▸ 出典抜粋:
ミミズの戯言49、職人気質。   13,10,16

   蕎麦打ち職人の間には「ズル玉」という言葉があるそうだ。
  職人が1日に打つ蕎麦の数は限りがあるので、売切れれば店じまいにするのが職人気質
  というものだが、中には少しでも売り上げを増やすために、蕎麦玉を捏ねるときに少し水を
  多めにいれる職人がいる。蕎麦玉が柔らかくなってそのぶん力が要らず楽に捏ねられる
  から、より沢山蕎麦を作る事が出来る。ゆであがった蕎麦は当然腰のない柔らかい蕎麦
  に出来上がる。

   こんなそばを打つ職人は 「ズル玉を打つ職人」 といって仲間から軽蔑される。意に反
  した蕎麦をうつのは職人気質に反する行為だからだ。ズル玉を打つ位なら仕事を辞めて
  引退だよというのが蕎麦職人の意地と誇りというものらしい。

   「水切れの蕎麦」ともいう。ざるそばの蕎麦の角が立つくらいの硬さが良い出来で、ざる
  から下に水気が滴るのは柔らかすぎる蕎麦ということだから、もしかしてこんな「ズル玉」
  を食べさせられているかもしれない。知っていて損はなかろう。

   葉山に居を構えてから、永年通い慣れた御用邸前の蕎麦屋” I S ”が店じまいをして
  半年以上になる。御主人も奥様も寄る年波には勝てず、もう客商売は無理ですと、かね
  がね話していたが、いざ閉店になるとあの腰のある手打ちそば、ごま油で揚げた香ばしい
  天ぷら、乙な一品料理、主人厳選の銘酒とソバ味噌が無性に懐かしい。最後には決まっ
  て蕎麦団子を出してくれた。帰る時には奥の調理場から顔を出して丁寧に頭を下げる誠
  実そのもののご主人と奥様の顔が今でも眼に浮かぶ。

▸ 提供資料:
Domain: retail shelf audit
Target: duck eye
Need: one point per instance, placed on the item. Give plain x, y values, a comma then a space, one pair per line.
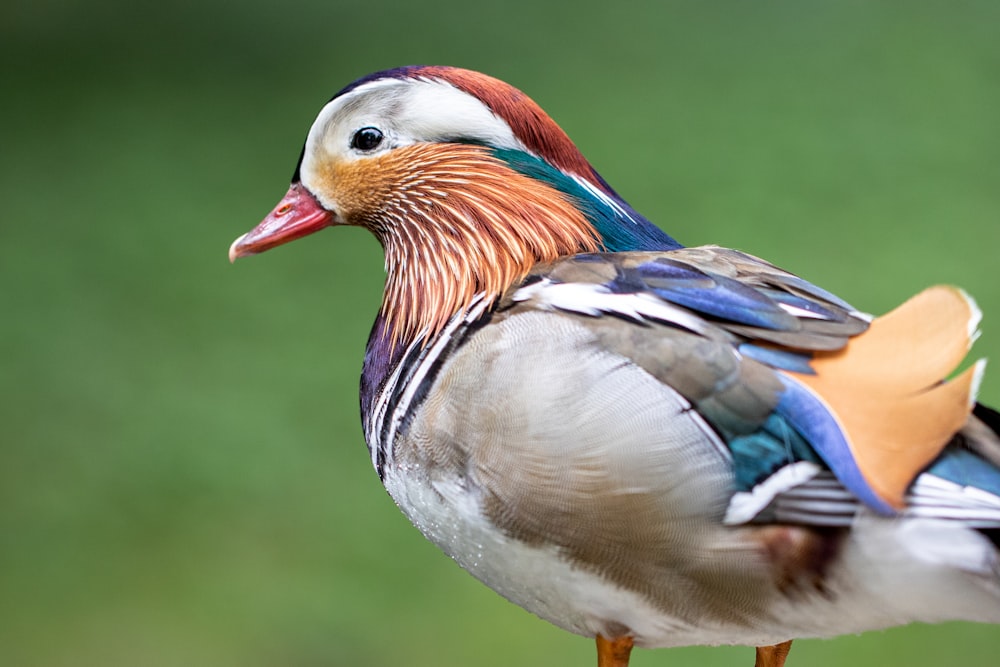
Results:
367, 138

▸ 作業指示: 蕎麦職人についての文章によると、「ズル玉を打つ職人」とはどのような職人のことですか。

▸ 結果は以下: 少しでも売り上げを増やすために、蕎麦玉を捏ねるときに水を多めに入れる職人のことです。